■ DOCUMENT SECTION ■
Details
- Alibaba introduced Qwen3-Next, a new AI architecture that uses hybrid attention and an ultra-sparse Mixture of Experts (MoE) design, selectively activating just 3.7% of its 80 billion parameters—roughly 3 billion per token—increasing efficiency for large-scale language models.
- The lead model, Qwen3-Next-80B-A3B-Base, achieves 10 times the throughput of the previous Qwen3-32B model for long-context tasks, with training costs reduced to less than 10% of prior models. Both Instruct and Thinking variants are open-sourced on Hugging Face and ModelScope.
- Notable advancements include a Gated DeltaNet with Gated Attention to replace standard attention mechanisms, an ultra-sparse MoE layer for efficiency, and Multi-Token Prediction to boost both performance and inference speed.
- Additional releases include Qwen3-ASR-Flash, a multilingual automatic speech recognition model supporting 11 languages and several Chinese dialects, along with a preview of Qwen3-Max, a trillion-parameter model that placed 6th in LMArena’s Text Arena benchmark.

Saved data entries:
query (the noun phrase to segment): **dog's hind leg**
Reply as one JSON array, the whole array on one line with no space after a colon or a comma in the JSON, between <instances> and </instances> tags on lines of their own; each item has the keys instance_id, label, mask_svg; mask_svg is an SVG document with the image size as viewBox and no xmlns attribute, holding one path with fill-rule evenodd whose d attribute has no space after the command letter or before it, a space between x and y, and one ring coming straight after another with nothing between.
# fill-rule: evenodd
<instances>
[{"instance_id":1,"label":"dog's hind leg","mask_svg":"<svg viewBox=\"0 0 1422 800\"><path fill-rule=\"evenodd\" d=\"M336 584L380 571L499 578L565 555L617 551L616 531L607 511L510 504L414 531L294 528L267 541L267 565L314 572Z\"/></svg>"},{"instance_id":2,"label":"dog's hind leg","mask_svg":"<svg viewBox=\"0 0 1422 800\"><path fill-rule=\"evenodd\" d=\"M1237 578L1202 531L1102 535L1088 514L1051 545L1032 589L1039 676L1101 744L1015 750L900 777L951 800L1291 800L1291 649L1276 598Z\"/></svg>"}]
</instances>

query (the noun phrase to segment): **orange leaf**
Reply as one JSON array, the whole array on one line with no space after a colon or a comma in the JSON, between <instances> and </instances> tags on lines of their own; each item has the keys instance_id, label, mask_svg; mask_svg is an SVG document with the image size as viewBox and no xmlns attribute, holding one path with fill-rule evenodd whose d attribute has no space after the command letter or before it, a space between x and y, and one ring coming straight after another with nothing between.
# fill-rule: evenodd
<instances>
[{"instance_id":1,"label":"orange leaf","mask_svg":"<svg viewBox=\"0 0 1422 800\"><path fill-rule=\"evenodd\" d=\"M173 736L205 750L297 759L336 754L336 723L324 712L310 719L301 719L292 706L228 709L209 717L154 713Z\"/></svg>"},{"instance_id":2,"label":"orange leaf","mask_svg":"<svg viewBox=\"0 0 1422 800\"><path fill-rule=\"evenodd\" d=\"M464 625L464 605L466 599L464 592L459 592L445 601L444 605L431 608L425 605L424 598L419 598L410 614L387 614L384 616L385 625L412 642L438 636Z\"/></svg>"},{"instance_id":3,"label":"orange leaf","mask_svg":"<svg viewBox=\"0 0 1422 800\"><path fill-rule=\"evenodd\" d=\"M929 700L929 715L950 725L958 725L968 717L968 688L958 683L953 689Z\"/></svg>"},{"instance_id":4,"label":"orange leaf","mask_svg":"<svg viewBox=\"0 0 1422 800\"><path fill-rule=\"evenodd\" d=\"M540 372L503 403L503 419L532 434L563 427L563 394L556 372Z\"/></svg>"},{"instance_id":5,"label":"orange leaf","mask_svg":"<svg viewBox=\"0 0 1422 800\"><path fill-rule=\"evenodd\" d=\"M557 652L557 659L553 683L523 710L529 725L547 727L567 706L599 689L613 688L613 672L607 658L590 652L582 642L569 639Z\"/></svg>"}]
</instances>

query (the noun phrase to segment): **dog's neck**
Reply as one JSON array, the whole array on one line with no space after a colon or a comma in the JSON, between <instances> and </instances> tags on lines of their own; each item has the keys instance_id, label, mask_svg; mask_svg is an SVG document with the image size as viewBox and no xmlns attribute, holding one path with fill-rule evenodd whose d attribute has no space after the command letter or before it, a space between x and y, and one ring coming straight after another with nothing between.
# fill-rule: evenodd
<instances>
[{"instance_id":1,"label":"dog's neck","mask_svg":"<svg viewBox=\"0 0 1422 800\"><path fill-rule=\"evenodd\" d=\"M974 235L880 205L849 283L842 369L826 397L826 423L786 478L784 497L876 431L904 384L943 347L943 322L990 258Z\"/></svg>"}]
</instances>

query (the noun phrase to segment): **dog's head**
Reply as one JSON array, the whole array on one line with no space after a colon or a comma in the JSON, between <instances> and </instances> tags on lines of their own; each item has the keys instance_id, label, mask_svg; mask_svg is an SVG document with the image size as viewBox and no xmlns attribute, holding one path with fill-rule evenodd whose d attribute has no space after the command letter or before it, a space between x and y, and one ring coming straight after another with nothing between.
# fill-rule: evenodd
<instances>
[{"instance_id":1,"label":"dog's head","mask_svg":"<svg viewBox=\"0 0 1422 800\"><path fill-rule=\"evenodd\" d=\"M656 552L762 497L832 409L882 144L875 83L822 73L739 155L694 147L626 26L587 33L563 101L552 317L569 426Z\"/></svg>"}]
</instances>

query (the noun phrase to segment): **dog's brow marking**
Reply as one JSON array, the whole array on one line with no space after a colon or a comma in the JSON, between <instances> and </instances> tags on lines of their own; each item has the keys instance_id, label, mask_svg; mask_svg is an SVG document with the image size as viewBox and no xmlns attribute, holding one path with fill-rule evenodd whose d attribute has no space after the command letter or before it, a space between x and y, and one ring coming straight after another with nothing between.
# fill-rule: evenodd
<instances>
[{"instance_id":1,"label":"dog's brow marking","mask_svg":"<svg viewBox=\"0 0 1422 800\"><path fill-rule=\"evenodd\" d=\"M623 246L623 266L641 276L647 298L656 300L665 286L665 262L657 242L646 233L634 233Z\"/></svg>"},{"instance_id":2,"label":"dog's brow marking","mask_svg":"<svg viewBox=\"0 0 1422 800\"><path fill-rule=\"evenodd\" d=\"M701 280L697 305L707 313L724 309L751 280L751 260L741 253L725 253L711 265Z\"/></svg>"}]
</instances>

■ PROBLEM STATEMENT ■
Can you carry on the summary of Alibaba's Qwen3-Next release from its last point? The records have nothing to do with this.

■ RESULT OF THIS TASK ■
- The Qwen3-Next-80B offers a native 256,000-token context window—expandable to one million—delivering performance on par with the flagship Qwen3-235B, especially excelling in extended context and complex reasoning tasks.
Impact
Alibaba’s Qwen3-Next represents a major step towards making ultra-large AI models both efficient and accessible, addressing a core challenge as the sector moves into the trillion-parameter era. While competitors like OpenAI and Google prioritize higher capabilities, Alibaba’s architecture could broaden access by enabling sophisticated AI on mainstream hardware. The simultaneous rollout of multiple models underscores its push to lead across different AI domains, not just with one blockbuster release.